### Exercise directions
Say how many lines below hold the word "wrap"; give the number by itself.

(Data entries)
________________

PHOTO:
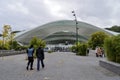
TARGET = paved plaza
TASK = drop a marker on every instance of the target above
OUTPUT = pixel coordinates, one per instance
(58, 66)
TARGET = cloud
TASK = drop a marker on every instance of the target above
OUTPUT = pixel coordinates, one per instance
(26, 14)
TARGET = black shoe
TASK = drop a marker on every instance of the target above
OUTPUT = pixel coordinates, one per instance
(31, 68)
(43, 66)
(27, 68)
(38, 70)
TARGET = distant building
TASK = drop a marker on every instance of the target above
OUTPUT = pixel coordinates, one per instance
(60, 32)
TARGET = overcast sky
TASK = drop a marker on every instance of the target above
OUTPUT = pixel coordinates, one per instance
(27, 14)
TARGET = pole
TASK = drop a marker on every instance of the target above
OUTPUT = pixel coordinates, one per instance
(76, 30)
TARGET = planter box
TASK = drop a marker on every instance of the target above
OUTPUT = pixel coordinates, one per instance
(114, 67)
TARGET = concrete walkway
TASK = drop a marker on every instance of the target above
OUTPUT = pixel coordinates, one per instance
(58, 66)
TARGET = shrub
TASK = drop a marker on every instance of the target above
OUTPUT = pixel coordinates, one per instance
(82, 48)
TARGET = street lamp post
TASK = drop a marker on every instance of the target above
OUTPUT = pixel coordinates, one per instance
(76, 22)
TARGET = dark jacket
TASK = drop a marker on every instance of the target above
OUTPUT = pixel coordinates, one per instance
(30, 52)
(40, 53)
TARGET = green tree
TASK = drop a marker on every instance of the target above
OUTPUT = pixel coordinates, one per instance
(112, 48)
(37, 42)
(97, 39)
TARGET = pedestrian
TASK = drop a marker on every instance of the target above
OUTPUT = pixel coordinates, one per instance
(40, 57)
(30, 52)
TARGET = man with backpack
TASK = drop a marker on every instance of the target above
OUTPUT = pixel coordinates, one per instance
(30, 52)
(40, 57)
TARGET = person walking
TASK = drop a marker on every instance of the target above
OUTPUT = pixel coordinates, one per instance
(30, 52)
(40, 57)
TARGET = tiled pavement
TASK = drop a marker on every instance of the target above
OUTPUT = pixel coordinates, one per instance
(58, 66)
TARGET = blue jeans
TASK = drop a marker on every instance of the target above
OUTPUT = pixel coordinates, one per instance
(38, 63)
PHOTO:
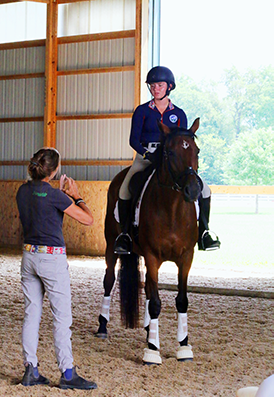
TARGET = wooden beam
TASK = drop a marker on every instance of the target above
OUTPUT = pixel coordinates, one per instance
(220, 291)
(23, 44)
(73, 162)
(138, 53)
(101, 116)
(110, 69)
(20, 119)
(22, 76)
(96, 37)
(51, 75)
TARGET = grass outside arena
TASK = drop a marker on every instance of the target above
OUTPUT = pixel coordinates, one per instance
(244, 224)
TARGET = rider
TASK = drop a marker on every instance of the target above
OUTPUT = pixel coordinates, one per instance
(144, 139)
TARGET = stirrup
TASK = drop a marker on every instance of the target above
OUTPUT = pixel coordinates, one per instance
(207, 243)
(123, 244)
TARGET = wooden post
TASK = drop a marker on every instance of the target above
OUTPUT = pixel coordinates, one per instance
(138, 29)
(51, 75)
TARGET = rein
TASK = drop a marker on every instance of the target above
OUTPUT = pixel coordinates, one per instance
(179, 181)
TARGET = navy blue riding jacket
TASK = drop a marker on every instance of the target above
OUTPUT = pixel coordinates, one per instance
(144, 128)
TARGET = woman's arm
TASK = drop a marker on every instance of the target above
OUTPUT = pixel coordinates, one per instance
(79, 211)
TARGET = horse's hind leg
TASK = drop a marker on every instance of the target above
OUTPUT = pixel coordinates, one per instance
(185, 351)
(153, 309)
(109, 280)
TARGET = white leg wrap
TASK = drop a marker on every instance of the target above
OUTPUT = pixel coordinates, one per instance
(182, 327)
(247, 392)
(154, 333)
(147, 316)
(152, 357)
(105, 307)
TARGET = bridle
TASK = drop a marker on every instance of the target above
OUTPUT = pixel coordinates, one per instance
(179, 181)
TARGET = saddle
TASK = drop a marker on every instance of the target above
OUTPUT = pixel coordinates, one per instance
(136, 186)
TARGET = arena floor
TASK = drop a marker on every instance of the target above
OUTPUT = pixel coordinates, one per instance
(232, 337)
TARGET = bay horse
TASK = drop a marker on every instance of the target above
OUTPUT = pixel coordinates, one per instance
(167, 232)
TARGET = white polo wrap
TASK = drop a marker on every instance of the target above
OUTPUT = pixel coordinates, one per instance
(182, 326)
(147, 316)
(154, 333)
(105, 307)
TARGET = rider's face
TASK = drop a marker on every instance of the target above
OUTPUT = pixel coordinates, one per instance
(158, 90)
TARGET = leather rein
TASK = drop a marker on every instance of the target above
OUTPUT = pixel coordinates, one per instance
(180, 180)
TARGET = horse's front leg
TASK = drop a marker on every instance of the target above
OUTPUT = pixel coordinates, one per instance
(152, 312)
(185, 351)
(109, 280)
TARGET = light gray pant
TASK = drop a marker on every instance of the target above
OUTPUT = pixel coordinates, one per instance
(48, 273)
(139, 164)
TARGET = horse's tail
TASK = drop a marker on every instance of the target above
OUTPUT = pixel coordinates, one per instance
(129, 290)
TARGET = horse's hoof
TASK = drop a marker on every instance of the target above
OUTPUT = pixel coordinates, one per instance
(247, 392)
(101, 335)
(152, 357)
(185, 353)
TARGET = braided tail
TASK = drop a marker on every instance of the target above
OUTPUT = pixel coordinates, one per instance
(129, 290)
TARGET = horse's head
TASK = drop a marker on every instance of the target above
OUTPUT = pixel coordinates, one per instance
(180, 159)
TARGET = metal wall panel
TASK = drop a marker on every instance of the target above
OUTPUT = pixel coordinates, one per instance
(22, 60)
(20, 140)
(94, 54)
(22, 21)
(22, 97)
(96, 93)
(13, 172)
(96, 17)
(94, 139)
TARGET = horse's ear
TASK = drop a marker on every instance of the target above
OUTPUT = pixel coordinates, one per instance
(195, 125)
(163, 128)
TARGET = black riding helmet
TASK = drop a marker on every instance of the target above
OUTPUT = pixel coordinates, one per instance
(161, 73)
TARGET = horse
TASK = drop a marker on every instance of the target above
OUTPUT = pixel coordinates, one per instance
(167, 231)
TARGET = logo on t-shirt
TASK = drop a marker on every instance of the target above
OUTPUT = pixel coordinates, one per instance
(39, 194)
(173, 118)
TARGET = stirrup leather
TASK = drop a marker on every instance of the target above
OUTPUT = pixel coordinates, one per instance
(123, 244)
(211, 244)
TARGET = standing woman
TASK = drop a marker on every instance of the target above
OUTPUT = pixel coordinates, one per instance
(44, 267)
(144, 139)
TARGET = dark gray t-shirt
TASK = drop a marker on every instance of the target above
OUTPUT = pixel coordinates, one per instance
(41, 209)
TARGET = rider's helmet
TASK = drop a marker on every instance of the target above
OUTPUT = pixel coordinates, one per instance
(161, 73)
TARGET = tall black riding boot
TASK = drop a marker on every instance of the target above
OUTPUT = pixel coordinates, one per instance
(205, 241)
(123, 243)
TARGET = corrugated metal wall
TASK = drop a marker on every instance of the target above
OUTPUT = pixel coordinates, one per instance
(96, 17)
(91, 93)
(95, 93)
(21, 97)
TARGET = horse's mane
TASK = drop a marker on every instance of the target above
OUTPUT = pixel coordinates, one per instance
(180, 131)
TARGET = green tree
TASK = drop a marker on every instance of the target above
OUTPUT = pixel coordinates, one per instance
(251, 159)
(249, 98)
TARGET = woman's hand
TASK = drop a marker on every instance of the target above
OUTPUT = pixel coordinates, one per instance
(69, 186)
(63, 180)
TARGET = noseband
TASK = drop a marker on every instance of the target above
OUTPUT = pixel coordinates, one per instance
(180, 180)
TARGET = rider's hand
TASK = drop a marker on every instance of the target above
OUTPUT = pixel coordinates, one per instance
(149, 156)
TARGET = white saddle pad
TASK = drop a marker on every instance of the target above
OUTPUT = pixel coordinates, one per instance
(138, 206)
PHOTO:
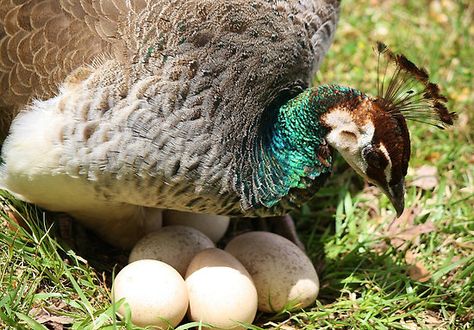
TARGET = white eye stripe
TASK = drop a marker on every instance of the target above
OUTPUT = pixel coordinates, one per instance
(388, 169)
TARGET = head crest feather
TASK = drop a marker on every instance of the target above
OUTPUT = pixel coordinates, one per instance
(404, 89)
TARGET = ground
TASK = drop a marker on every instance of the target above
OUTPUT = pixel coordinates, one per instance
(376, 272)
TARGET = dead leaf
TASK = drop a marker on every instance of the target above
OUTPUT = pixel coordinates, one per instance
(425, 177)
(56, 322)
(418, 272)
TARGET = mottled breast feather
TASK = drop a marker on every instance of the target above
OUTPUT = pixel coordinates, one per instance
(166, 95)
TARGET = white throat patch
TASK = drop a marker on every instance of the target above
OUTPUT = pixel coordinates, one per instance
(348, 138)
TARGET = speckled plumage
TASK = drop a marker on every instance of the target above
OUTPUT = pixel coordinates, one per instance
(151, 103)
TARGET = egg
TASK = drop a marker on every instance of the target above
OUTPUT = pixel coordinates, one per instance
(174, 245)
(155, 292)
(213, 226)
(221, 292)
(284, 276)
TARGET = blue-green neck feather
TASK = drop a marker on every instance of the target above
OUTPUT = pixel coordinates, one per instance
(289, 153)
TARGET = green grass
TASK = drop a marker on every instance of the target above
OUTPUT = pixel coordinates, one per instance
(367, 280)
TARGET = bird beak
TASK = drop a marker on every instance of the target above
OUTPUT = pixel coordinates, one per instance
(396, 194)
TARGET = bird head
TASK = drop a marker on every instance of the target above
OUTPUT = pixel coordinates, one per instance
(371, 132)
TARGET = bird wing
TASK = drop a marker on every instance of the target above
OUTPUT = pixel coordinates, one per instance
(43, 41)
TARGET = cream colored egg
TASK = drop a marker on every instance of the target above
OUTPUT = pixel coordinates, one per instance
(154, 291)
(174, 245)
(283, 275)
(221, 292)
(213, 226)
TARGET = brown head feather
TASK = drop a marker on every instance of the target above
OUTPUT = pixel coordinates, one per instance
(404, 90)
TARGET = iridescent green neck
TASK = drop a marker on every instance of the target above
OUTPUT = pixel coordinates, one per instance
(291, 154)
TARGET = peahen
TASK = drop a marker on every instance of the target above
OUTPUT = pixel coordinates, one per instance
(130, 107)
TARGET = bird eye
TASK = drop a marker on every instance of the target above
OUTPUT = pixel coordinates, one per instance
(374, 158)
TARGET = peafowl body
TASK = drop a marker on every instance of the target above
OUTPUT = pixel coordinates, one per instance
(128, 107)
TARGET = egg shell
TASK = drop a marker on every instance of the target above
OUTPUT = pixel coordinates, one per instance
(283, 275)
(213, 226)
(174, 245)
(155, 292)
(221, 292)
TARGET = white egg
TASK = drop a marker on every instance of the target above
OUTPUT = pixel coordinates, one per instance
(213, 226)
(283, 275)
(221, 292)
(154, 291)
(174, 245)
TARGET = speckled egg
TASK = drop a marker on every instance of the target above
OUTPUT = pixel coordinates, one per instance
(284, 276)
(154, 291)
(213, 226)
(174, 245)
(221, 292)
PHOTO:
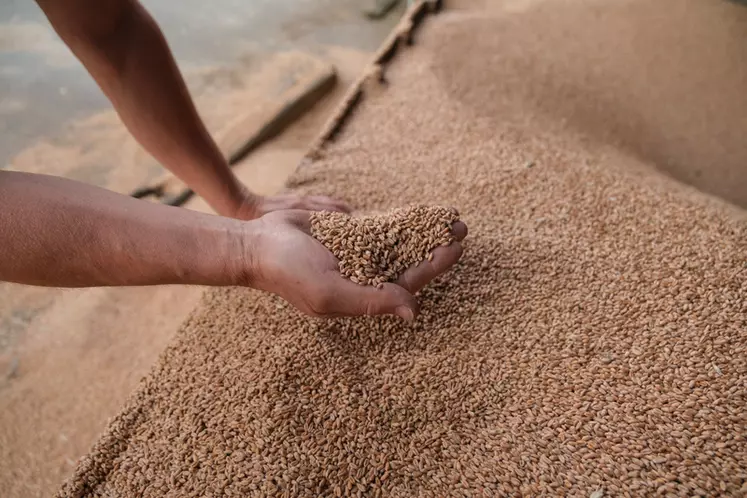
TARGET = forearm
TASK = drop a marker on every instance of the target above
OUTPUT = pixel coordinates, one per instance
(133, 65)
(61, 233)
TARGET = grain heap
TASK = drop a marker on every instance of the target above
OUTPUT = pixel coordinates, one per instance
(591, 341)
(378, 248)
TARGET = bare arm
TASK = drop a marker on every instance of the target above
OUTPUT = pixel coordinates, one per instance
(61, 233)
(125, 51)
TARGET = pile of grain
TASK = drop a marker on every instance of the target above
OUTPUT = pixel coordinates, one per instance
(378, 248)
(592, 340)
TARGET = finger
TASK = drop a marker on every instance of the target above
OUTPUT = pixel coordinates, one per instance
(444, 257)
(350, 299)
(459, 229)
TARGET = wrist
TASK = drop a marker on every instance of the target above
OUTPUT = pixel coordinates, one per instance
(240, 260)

________________

### Result
2